**DOCUMENT**
--- Start ---

The DHS Program User Forum
Discussions regarding The DHS Program data and results
Home » Countries » Ethiopia » Merging issue
Merging issue [message #5589] Fri, 12 June 2015 18:42 Go to next message
chopotin is currently offline  chopotin
Messages: 11
Registered: June 2015

I have Stata 12.1. For some reason I am having trouble merging the HIV dataset with the Individual dataset with Ethiopia 2011. I have merged these two types of datasets with other countries with no issues. However, after doing it with Ethiopia I get the following error message:
"variable id does not uniquely identify observations in the master data".

Here is my process for merging these two datasets:
1) First I open the HIV dataset and put the code: gen long id=((1000+hivclust)*10000)+(hivnumb*100)+hivline

2) Then I save it and open the Individual dataset and put the code: gen long id=((1000+v001)*10000)+(v002*100)+v003

3) I leave the individual dataset open and put the code to merge: merge 1:1 id using "C:/Users/EthiopaHIV2011.dta"

Then I get the error message as shown above.

Why is unique about the Ethiopia Individual and/or HIV dataset compared to other country datasets where this code does not work?

Thanks for any help you can provide ahead of time!

--- End ---

**PROVIDED MATERIAL**
--- Start ---

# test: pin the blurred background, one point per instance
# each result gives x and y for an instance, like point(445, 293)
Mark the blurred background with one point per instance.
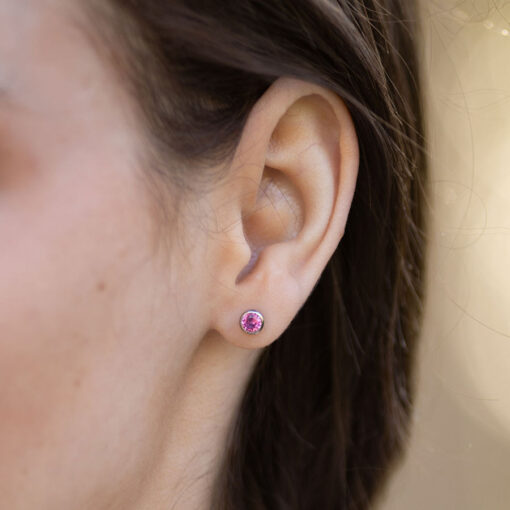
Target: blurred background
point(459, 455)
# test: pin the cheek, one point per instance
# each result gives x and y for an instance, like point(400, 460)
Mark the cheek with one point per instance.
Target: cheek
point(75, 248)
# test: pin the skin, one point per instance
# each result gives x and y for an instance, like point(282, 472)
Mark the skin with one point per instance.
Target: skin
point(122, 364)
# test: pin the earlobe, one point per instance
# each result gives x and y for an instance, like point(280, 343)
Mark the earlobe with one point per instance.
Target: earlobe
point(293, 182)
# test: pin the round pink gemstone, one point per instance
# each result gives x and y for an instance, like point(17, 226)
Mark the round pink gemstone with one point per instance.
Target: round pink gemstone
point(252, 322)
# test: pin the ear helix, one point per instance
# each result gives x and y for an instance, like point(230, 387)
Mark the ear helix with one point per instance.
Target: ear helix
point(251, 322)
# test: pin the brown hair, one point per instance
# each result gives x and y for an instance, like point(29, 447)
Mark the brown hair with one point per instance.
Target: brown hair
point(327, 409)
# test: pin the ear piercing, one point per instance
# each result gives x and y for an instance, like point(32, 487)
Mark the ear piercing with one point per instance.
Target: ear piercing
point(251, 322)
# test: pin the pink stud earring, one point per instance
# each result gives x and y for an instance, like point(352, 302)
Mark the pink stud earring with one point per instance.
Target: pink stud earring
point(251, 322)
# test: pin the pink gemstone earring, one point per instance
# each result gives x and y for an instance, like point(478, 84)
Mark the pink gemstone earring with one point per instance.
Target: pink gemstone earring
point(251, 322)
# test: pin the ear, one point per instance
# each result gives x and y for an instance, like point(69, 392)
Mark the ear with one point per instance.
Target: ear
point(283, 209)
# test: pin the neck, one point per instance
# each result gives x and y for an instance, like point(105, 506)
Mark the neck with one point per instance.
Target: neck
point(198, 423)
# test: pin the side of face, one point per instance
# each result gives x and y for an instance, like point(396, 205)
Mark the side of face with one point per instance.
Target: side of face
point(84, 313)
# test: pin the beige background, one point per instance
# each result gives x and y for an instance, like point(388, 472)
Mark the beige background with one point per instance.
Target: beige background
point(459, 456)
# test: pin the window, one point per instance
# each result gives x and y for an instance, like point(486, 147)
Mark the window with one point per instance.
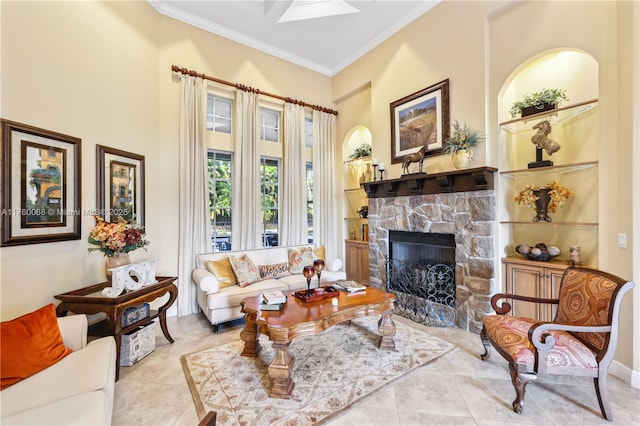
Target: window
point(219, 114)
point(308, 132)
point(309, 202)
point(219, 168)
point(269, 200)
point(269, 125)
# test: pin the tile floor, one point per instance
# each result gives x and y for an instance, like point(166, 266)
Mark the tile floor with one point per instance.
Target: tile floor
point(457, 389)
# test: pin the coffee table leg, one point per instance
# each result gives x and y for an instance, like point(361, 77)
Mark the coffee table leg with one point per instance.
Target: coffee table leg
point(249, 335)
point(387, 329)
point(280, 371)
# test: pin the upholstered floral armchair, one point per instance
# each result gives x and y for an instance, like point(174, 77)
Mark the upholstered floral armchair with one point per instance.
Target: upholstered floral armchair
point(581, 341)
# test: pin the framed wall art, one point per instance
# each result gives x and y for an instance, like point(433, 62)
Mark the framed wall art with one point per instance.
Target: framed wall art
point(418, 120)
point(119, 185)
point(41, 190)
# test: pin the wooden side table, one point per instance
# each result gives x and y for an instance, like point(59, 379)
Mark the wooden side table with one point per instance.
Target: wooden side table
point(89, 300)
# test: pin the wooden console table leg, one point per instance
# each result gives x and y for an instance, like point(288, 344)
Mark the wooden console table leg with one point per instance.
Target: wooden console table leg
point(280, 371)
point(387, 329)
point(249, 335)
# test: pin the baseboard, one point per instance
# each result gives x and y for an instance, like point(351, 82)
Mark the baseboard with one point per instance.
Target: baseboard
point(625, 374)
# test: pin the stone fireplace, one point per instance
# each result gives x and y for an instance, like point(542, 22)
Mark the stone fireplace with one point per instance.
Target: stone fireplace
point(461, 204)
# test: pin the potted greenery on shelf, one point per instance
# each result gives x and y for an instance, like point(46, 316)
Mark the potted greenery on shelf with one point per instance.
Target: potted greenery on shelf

--- End ---

**WHAT IS ASKED**
A) Which version of Stata does the poster in the forum thread have?
B) In the entries, switch "baseboard" to "skirting board" across the stretch from the line containing "# test: pin the wooden console" through the line containing "point(461, 204)". Give back only that stretch.
The forum thread and the entries come from unrelated sources.

**PER-TASK OUTPUTS**
A) Stata 12.1

B)
# test: pin the wooden console table leg, one point per instance
# each result gives x and y for an instance, like point(288, 344)
Mark the wooden console table leg with one point per instance.
Target: wooden console table leg
point(280, 371)
point(387, 329)
point(249, 335)
# test: pin the skirting board, one point per instance
# each result gives x and y for an instance, like point(351, 82)
Mark the skirting board with one point per instance.
Target: skirting board
point(625, 374)
# test: pin the stone fireplace, one point per instance
# each result gives x and y for an instance, like point(542, 22)
Mark the stone fireplace with one point per instance.
Target: stone fireplace
point(461, 204)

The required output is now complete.